— Consignes à suivre —
**1)** Selon l'extrait sur FRDP, quel tonnage de fruits l'entreprise traite-t-elle chaque année ?
**2)** Reproduisez mot pour mot la partie de l'extrait sur FRDP allant de « Comment est née » à « sur ce créneau. », bornes incluses.

— Extrait du document —
☆ ☆ ☆ ☆

Comment est née FRDP ?
La société a été fondée pour soutenir les approvisionnements en fruits et légumes surgelés bio de transformateurs alimentaires, qui avaient à l’époque des difficultés pour trouver ce type d’ingrédients. L’essentiel des agriculteurs et maraîchers bio travaillait en effet principalement pour le marché du frais, surtout de proximité, et on ne trouvait pas en France tous les ingrédients. J’ai tiré parti de mon expérience de l’importation et du négoce de produits surgelés pour monter des filières, en France et à l’étranger, afin de répondre aux besoins de ces transformateurs. FRDP a été un des tous premiers sur ce créneau.
Pour la production et la surgélation, je me suis d’abord tourné vers la Belgique et les Pays-Bas, ainsi que vers l’Espagne – pays qui étaient à ce moment-là plus avancés que la France en matière de cultures à destination de l’Industrie – créant au fur et à mesure de nombreuses filières qui n’existaient pas. Dans chaque pays, nous avons trouvé sur place les meilleurs partenaires spécialisés, fiables, pour surgeler au plus près et au plus vite ces fruits et légumes, ce qui est un gage de qualité.
Aujourd’hui, nous travaillons plus de 40 légumes et 15 fruits, soit plusieurs centaines de références, chaque fruit ou légume étant disponible sous différents formats et/ou tailles de coupe. Au total, cela représente chaque année 18 000 tonnes de légumes, le cœur de notre activité, et 500 tonnes de fruits. 18 000 tonnes de légumes surgelés, c’est équivalent à 30 000 tonnes de légumes frais !
Qu’est-ce qui différencie une entreprise bio comme la vôtre de ses concurrents conventionnels ?
Il existe bien sûr un grand nombre de spécialistes des fruits et légumes surgelés, qui proposent tous aujourd’hui du bio, vu le développement du marché. Ce sont des géants en comparaison de FRDP. Mais la différence entre eux et nous, c’est la même différence qu’il y a entre le bio et la Bio ! Toutes ces grosses entreprises fonctionnent comme elles l’ont toujours fait en conventionnel, en achetant au moins cher, travaillant avec des producteurs parfois intégrés à qui sont imposés telle ou telle production, et qui deviennent très dépendants de ces entreprises, alors qu’ils peuvent être délaissés du jour au lendemain. C’est un système qui a failli, avec pour résultat une agriculture qui ne survit que grâce aux subventions nationales ou communautaires.
Notre vision à nous, c’est de nous appuyer sur des producteurs agricoles et maraîchers qui enrichissent leur savoir-faire et leurs compétences grâce à notre partenariat. Nous leur permettons de gagner réellement leur vie et de rester autonomes. Dans la pratique, avec ces producteurs, avec qui nous sommes en relation directe – certains depuis plus de 20 ans ! – nous établissons des contrats pluriannuels sur le long terme, préfinançons si nécessaire les récoltes, l’achat de semences, aidons à l’acquisition de machines, etc. Il y a une réelle dimension sociale dans nos partenariats.

☆ ☆ ☆ ☆

— Données fournies —

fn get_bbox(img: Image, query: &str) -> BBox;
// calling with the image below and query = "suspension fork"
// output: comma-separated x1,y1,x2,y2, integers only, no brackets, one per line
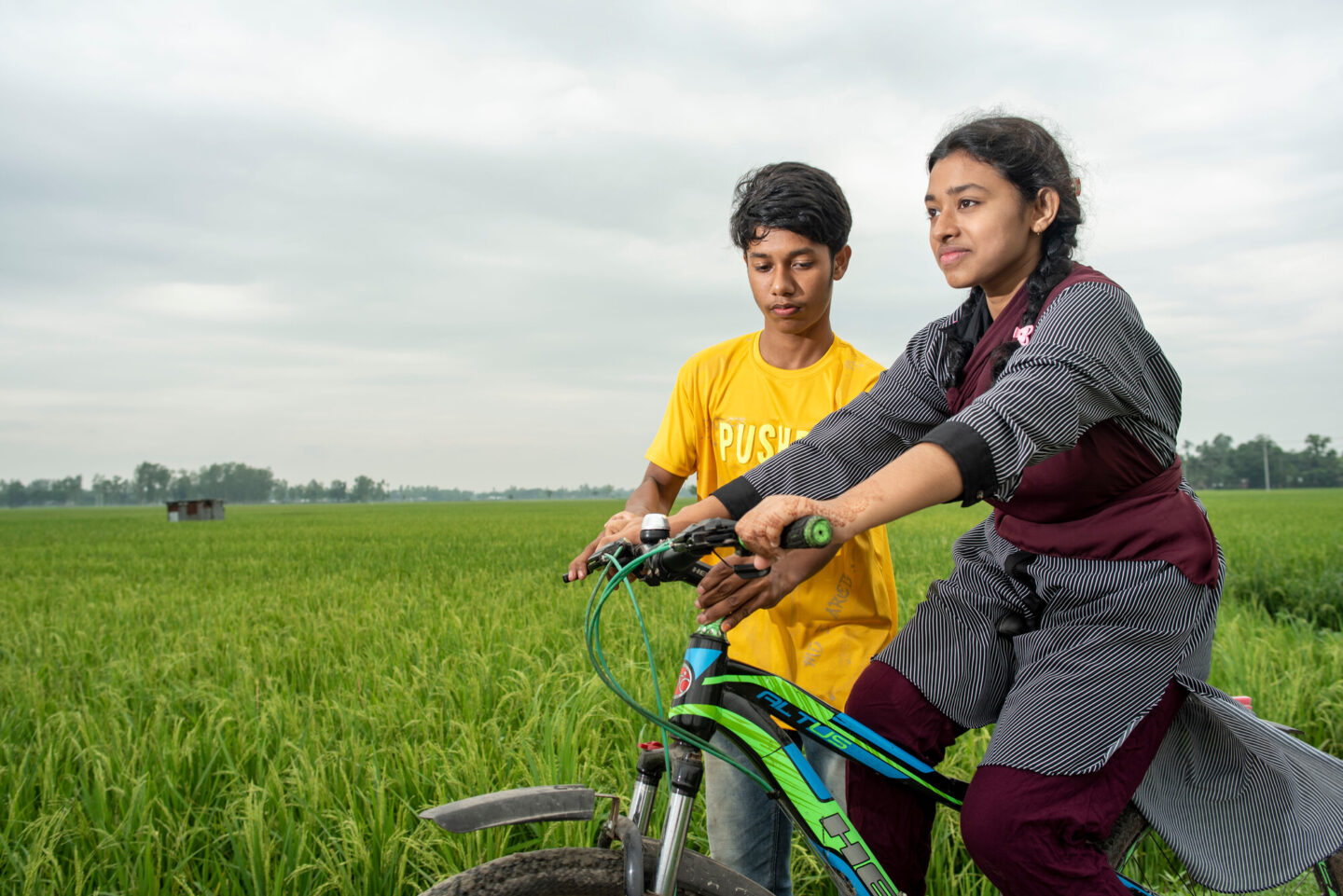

☆ ☆ ☆ ☆

— Réponses dans l'ordre —
**1)** 500 tonnes de fruits par an.

**2)**
Comment est née FRDP ?
La société a été fondée pour soutenir les approvisionnements en fruits et légumes surgelés bio de transformateurs alimentaires, qui avaient à l’époque des difficultés pour trouver ce type d’ingrédients. L’essentiel des agriculteurs et maraîchers bio travaillait en effet principalement pour le marché du frais, surtout de proximité, et on ne trouvait pas en France tous les ingrédients. J’ai tiré parti de mon expérience de l’importation et du négoce de produits surgelés pour monter des filières, en France et à l’étranger, afin de répondre aux besoins de ces transformateurs. FRDP a été un des tous premiers sur ce créneau.